[[ TEXT EXCERPT open ]]

This is a hidden, second kind of visibility – different to that of the Caitlyn Jenners and Andreja Pejics of the mainstream visibility of trans women. While I and other trans people rightly insist focussing on our bodies in mainstream discourse is dehumanising, the straight male consumers of trans porn do leave me with the uneasy sense that a discussion must follow about transgender sexuality and sex appeal. Men who desire trans femmes in private are, sometimes, the same ones who attack or shun us in public. I believe perhaps the next discussion in transfeminism is how to integrate the sexual and the public in a way that sees us as valid subjects of desire yet whole people nonetheless: something I know cis women already struggle with and disagree on in their own feminist discussions.
When it comes to actually dating this presents unique issues – for example, that trans misogyny gets reflected onto the men who date transfeminine people. They too will potentially experience shame or family rejection for dating a trans person or confusion about their sexuality. This, unfairly, is often made the trans partner’s problem when actually it points to a wider discussion about masculinity. It is positive to see support groups in the US for men attracted to trans women to begin to break down their own bullshit around it – on their own time, not simply asking their girlfriends or partners to do it for them – though I haven’t seen any such group publicised in the UK as yet. The men who desire transfeminine people are no heroes and deserve no special applause, but I believe a society in which they are encouraged to be open and renounce their own shame helps us all.
“I’ve realised that all of my previous sexual and romantic reference points have now fallen away and I am having to intuit much of what I can or should expect in any future sexual or romantic life”

[[ TEXT EXCERPT closed ]]

▸ ACTIONS TO TAKE:
1: Answer these questions about the excerpt on trans desire and dating:
(a) Which two people are named as examples of the mainstream visibility of trans women?
(b) In which country does the text mention support groups for men attracted to trans women?
(c) What wider discussion does the text say men's shame about dating a trans person actually points to?
2: Carry on the excerpt on trans desire and dating from the point where it stops.
The saved entries are separate material and have no connection to the excerpt on trans desire and dating.

[[ SUPPLIED ENTRIES open ]]

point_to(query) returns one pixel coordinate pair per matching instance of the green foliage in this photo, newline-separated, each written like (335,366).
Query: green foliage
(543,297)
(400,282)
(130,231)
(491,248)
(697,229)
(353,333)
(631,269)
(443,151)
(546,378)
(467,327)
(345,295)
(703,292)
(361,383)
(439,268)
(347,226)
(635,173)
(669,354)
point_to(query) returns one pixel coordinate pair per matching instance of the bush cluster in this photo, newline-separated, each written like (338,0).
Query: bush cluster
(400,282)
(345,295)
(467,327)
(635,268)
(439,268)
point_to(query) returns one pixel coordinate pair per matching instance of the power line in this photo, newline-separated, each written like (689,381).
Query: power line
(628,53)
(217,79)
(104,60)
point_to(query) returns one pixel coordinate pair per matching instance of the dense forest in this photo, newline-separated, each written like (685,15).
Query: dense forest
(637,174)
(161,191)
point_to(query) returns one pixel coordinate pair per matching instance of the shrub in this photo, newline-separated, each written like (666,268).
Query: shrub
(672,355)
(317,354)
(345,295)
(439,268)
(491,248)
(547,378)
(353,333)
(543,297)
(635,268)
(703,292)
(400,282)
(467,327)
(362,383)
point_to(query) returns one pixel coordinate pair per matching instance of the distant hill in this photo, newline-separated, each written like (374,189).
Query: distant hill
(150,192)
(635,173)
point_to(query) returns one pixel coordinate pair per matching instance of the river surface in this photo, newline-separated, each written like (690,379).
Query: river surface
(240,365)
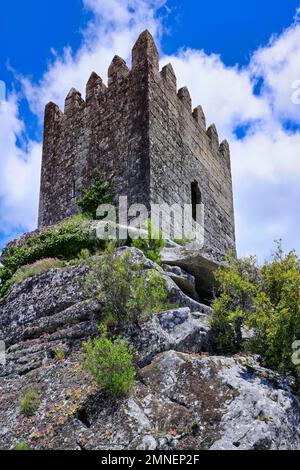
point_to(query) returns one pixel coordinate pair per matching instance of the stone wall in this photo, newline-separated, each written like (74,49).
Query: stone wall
(182,152)
(109,130)
(143,133)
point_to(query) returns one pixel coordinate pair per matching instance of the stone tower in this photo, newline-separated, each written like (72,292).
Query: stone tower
(143,133)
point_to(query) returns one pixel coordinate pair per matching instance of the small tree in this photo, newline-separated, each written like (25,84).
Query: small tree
(101,192)
(264,299)
(110,363)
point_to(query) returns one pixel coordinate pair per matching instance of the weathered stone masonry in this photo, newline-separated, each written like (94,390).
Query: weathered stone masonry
(144,135)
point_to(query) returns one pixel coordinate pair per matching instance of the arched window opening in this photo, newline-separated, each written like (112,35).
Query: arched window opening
(196,199)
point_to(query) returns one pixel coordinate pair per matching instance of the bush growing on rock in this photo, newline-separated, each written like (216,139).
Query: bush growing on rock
(30,402)
(65,241)
(110,363)
(22,446)
(265,300)
(36,268)
(127,293)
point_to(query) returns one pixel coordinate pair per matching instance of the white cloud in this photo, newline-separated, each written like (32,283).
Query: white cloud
(279,65)
(20,169)
(225,93)
(113,30)
(266,161)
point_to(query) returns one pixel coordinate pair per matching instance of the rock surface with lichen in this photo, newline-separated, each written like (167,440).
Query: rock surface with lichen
(184,397)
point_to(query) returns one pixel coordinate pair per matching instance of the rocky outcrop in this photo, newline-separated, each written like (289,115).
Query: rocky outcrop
(180,402)
(184,396)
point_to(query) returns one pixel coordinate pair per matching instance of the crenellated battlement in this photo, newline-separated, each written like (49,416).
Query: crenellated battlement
(144,134)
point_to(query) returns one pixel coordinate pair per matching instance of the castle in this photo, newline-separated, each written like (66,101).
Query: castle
(143,134)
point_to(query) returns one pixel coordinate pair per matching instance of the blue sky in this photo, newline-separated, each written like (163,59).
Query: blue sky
(239,59)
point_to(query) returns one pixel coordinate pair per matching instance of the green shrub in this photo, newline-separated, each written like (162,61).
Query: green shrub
(65,240)
(30,402)
(110,363)
(152,244)
(101,192)
(36,268)
(22,446)
(127,293)
(264,299)
(60,354)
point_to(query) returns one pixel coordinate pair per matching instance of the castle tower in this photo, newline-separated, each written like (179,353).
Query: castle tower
(144,135)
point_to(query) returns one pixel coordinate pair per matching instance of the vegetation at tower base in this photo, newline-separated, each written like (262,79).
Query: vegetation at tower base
(266,300)
(152,244)
(101,192)
(110,361)
(64,241)
(126,292)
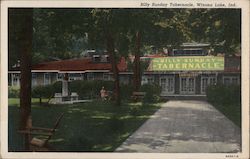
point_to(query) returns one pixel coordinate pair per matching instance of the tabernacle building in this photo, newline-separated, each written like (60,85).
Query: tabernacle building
(186,72)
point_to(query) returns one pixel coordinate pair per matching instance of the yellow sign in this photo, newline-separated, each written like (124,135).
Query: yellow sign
(194,63)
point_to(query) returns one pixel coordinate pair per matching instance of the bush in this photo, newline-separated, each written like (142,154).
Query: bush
(89,89)
(13,92)
(126,91)
(221,94)
(135,110)
(116,124)
(46,91)
(153,92)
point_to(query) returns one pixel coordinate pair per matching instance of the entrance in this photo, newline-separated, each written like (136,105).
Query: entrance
(205,82)
(167,85)
(187,85)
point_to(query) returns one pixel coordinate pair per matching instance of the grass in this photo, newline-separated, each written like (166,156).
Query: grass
(87,127)
(231,111)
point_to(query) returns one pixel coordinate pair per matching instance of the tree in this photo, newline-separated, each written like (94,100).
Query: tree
(23,18)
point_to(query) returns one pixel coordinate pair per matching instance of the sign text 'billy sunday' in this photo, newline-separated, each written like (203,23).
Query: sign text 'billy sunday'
(187,63)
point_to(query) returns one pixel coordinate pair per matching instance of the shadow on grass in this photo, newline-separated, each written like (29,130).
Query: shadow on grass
(86,127)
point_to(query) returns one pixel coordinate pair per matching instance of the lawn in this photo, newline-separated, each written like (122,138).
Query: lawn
(231,111)
(90,127)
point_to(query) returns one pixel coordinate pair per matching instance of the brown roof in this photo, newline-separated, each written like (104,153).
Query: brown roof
(78,65)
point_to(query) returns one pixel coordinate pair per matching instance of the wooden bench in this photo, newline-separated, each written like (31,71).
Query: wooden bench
(138,95)
(40,143)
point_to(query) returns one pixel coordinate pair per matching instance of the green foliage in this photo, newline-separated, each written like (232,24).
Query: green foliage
(222,94)
(135,109)
(13,92)
(126,91)
(90,89)
(85,127)
(153,92)
(227,99)
(46,91)
(116,124)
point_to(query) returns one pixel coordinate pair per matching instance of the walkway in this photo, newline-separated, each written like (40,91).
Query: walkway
(185,126)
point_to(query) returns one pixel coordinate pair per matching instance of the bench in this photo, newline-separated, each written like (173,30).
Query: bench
(39,142)
(138,95)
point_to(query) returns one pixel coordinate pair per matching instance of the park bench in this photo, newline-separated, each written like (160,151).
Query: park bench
(138,95)
(41,135)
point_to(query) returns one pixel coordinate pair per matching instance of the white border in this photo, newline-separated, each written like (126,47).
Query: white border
(243,4)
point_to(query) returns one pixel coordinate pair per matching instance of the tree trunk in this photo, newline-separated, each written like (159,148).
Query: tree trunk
(25,45)
(137,70)
(113,61)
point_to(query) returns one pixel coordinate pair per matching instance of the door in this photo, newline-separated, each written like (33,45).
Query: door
(187,85)
(167,85)
(205,82)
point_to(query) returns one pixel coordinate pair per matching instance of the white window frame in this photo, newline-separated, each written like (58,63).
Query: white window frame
(34,79)
(203,91)
(72,77)
(231,79)
(147,78)
(45,80)
(15,79)
(90,76)
(167,78)
(106,77)
(58,78)
(187,91)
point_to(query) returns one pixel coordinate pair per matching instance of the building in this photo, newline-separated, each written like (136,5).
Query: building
(185,71)
(88,68)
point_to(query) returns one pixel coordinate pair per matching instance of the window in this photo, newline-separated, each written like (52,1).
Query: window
(47,78)
(15,79)
(90,76)
(228,80)
(147,79)
(34,79)
(75,76)
(59,76)
(106,76)
(167,84)
(207,81)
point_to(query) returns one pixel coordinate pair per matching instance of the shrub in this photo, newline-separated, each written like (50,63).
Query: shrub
(46,91)
(135,110)
(116,124)
(13,92)
(126,91)
(222,94)
(89,89)
(153,92)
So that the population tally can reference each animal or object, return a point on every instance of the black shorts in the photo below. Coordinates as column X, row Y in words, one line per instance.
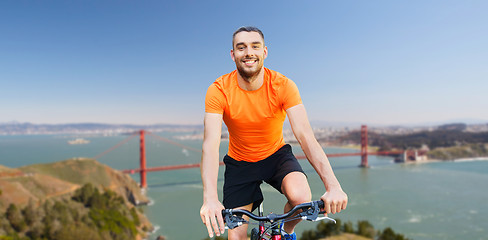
column 242, row 179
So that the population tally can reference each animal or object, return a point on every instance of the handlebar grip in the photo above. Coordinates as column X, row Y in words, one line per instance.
column 321, row 206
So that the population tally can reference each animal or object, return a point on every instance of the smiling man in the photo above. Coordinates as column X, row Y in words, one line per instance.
column 254, row 101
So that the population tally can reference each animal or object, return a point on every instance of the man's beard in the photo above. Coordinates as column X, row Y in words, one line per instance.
column 248, row 74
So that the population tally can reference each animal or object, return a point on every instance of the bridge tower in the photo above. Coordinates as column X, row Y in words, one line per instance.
column 142, row 172
column 364, row 146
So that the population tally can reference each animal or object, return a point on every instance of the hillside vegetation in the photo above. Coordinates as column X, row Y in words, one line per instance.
column 73, row 199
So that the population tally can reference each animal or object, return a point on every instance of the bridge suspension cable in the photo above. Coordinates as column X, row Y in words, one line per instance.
column 174, row 143
column 115, row 146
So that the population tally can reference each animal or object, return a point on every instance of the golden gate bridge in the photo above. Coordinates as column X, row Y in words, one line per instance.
column 143, row 170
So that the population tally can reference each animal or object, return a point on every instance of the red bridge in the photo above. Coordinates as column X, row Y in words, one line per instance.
column 143, row 170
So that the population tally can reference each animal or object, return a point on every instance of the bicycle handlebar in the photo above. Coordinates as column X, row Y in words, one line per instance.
column 311, row 210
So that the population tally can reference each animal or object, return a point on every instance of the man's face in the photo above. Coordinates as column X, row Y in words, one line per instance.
column 249, row 53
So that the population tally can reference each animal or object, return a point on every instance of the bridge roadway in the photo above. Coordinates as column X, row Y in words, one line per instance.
column 197, row 165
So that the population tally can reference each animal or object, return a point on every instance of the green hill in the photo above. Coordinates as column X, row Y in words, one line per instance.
column 72, row 199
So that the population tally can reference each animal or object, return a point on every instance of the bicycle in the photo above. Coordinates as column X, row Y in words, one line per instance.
column 270, row 225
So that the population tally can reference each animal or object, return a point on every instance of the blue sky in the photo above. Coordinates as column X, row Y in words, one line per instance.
column 145, row 62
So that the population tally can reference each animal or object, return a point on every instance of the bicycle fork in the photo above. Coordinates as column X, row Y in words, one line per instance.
column 260, row 234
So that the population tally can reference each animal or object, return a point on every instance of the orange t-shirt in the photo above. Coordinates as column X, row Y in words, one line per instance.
column 254, row 118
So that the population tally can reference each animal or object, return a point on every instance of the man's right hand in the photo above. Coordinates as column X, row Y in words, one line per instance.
column 211, row 214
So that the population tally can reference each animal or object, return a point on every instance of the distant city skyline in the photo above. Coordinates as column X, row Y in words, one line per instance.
column 369, row 62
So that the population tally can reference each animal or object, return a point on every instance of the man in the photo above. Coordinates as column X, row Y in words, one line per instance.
column 253, row 101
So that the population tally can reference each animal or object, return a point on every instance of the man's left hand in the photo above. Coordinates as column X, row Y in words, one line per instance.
column 335, row 200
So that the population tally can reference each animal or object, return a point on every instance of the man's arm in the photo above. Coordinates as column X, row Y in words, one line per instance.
column 211, row 211
column 335, row 198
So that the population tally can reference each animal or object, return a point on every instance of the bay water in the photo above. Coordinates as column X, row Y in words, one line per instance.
column 434, row 200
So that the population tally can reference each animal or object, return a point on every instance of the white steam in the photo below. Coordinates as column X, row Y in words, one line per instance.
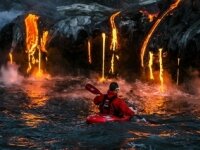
column 10, row 76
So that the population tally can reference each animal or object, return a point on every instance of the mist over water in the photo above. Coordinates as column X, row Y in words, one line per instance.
column 51, row 113
column 10, row 75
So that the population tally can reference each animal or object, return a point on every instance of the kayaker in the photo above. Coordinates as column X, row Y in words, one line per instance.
column 111, row 104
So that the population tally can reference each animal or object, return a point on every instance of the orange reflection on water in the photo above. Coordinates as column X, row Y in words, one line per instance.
column 37, row 93
column 32, row 120
column 21, row 142
column 154, row 104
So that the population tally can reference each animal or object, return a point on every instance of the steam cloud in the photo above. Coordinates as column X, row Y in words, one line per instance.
column 10, row 76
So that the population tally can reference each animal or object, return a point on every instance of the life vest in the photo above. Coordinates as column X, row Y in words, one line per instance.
column 105, row 105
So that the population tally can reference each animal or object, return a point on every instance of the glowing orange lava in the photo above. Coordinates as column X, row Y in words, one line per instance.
column 146, row 41
column 43, row 41
column 11, row 58
column 31, row 38
column 161, row 70
column 150, row 65
column 149, row 15
column 89, row 52
column 177, row 81
column 103, row 57
column 114, row 43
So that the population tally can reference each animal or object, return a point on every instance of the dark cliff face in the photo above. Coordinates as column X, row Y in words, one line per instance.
column 70, row 27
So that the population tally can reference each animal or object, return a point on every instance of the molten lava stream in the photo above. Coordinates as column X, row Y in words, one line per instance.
column 89, row 52
column 103, row 57
column 146, row 41
column 114, row 43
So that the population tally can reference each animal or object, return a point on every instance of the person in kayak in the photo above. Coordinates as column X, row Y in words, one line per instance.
column 111, row 104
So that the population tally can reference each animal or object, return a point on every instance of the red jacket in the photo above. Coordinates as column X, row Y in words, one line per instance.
column 118, row 107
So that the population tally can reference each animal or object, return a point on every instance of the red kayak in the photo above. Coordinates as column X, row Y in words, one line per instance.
column 99, row 118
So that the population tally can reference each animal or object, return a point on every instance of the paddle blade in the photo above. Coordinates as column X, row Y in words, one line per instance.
column 92, row 89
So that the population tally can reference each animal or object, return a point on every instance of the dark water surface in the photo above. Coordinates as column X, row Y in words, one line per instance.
column 50, row 114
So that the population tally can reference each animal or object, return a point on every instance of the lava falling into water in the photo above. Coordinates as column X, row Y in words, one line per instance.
column 103, row 57
column 43, row 42
column 11, row 58
column 146, row 41
column 149, row 15
column 89, row 52
column 150, row 65
column 31, row 38
column 177, row 81
column 161, row 69
column 114, row 42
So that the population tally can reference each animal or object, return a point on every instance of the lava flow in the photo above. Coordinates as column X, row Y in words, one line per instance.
column 89, row 52
column 11, row 58
column 114, row 44
column 161, row 70
column 151, row 16
column 150, row 65
column 103, row 57
column 146, row 41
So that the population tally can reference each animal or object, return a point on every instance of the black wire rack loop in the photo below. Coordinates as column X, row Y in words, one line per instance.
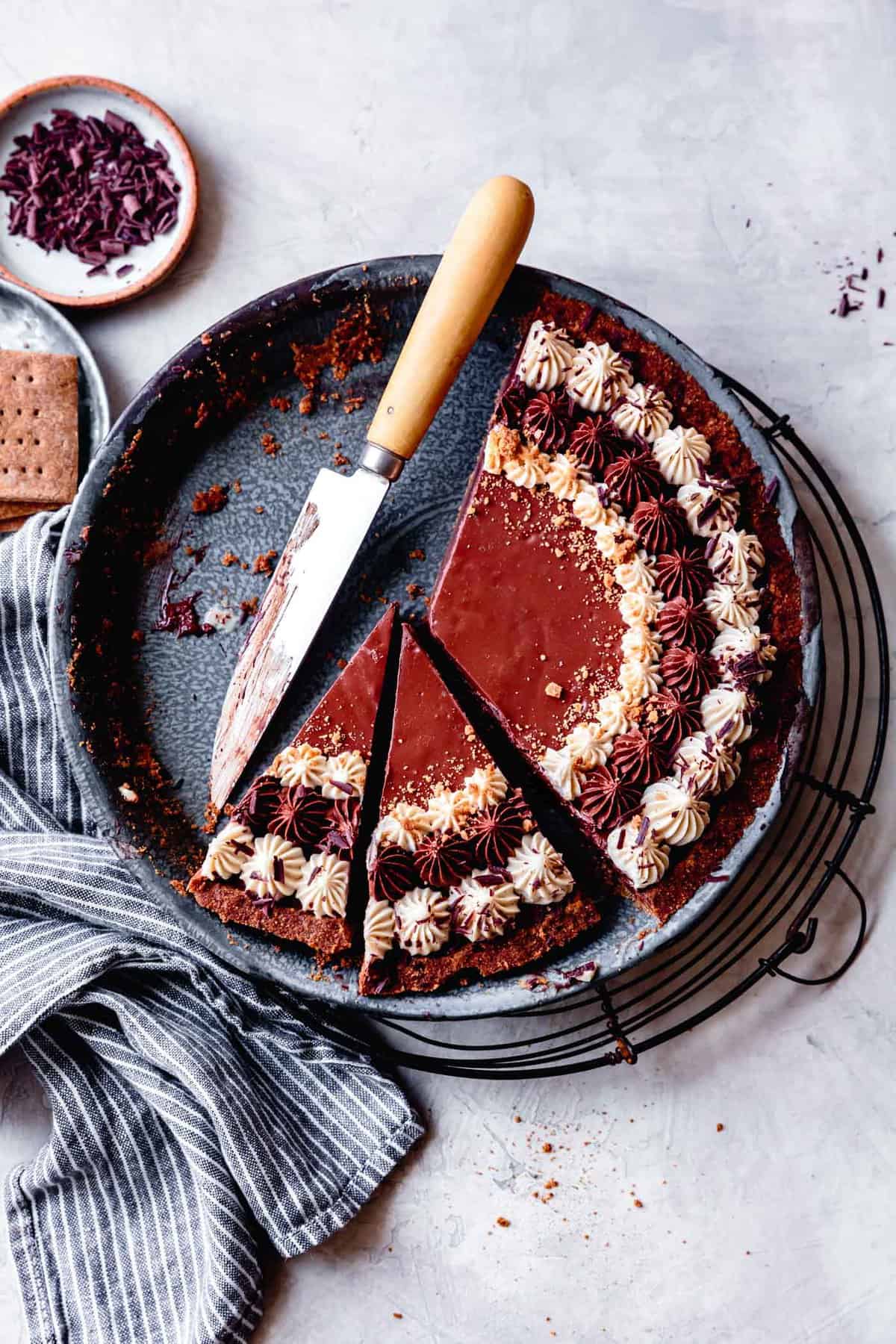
column 770, row 913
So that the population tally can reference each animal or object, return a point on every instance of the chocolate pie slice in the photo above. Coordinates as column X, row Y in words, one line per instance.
column 617, row 593
column 462, row 882
column 282, row 860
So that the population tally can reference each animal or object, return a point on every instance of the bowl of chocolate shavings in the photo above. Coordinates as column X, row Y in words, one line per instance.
column 99, row 191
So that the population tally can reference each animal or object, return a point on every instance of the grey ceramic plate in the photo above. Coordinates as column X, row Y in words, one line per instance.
column 31, row 323
column 200, row 421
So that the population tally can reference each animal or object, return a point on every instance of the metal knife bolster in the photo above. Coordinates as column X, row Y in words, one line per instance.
column 382, row 461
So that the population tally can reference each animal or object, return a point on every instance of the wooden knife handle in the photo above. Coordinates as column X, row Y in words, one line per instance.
column 473, row 272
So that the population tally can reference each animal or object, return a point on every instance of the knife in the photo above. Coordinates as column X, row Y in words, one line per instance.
column 340, row 510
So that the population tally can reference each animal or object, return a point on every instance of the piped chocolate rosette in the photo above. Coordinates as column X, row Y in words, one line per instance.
column 461, row 866
column 282, row 859
column 461, row 878
column 645, row 754
column 290, row 838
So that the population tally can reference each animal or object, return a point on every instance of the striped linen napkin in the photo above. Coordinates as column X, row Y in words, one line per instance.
column 195, row 1113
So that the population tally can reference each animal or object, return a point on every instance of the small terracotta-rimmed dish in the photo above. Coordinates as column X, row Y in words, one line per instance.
column 60, row 276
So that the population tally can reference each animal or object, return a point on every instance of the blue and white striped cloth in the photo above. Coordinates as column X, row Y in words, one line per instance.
column 195, row 1113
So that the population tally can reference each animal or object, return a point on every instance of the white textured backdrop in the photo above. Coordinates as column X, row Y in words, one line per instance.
column 712, row 164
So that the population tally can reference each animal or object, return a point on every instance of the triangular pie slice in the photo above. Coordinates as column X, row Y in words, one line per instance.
column 462, row 882
column 282, row 862
column 615, row 625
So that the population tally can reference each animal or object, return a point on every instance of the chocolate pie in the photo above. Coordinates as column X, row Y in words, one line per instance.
column 284, row 858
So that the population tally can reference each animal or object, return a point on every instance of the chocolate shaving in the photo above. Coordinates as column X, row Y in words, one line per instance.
column 89, row 186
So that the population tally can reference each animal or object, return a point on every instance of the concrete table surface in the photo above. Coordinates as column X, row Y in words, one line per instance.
column 711, row 163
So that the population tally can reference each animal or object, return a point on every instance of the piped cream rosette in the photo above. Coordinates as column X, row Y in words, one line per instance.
column 598, row 379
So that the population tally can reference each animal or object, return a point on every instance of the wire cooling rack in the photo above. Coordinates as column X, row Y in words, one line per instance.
column 768, row 922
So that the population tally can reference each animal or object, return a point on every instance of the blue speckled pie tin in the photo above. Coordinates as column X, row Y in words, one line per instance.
column 179, row 685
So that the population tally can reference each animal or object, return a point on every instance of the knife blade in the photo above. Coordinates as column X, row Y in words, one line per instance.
column 339, row 511
column 320, row 551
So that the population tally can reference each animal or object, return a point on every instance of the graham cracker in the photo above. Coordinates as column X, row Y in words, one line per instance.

[[ SUPPLIED ENTRIES closed ]]

▸ ANSWERS BY ITEM:
1:
(a) Caitlyn Jenner and Andreja Pejic
(b) The US
(c) A discussion about masculinity

2:
In the face of this minefield, I find myself instinctively wanting to retreat to what I am most (if not fully) at ease with – the gay dating scene. At present, I can also pass as a boy too and this feels like an easy and familiar option. Yet it’s one I’m equally unsure of – last year I quit all gay dating sites as I realised I personally could not negotiate embarking on any kind of new relationship with a man who is, by his own definition, attracted to men. I found myself a little resentful of an easy world of types and labels – twinks and bears, tops and bottoms – which gay men inherit and for which there are no trans equivalents. I, being the wonderfully liberated non-binary trans femme I am, realise there’s probably more fluidity in some gay men’s sexuality than they realise. But is it for me to prepare and rehearse a recital of my own complex history to break down such walls in people I have yet to meet? Much like beard cover-up, I really don’t have the time, boys.
I’ve had relationships with other trans and non-binary people in the past and this makes certain experiences more easily legible to each other (though there are just less of us!) but, in this much trumpeted moment of “visibility”, I hope a human, wider discussion of what questions trans people bring to sexuality as well as gender begins. I hope I will move into a space where my points of reference are not a mere, insufficient, patchwork of those inhabiting more understood identities or merely trying to find myself reflected in someone else’s desire. I am optimistic that this will come but we’re certainly not there yet. I can be a bit patient with this personally as – right now, I’m not looking to date. At this particular juncture, I guess I consider myself already taken: taken by and with the girl I am becoming, for it is only she who I think of before I go to sleep and as I wake.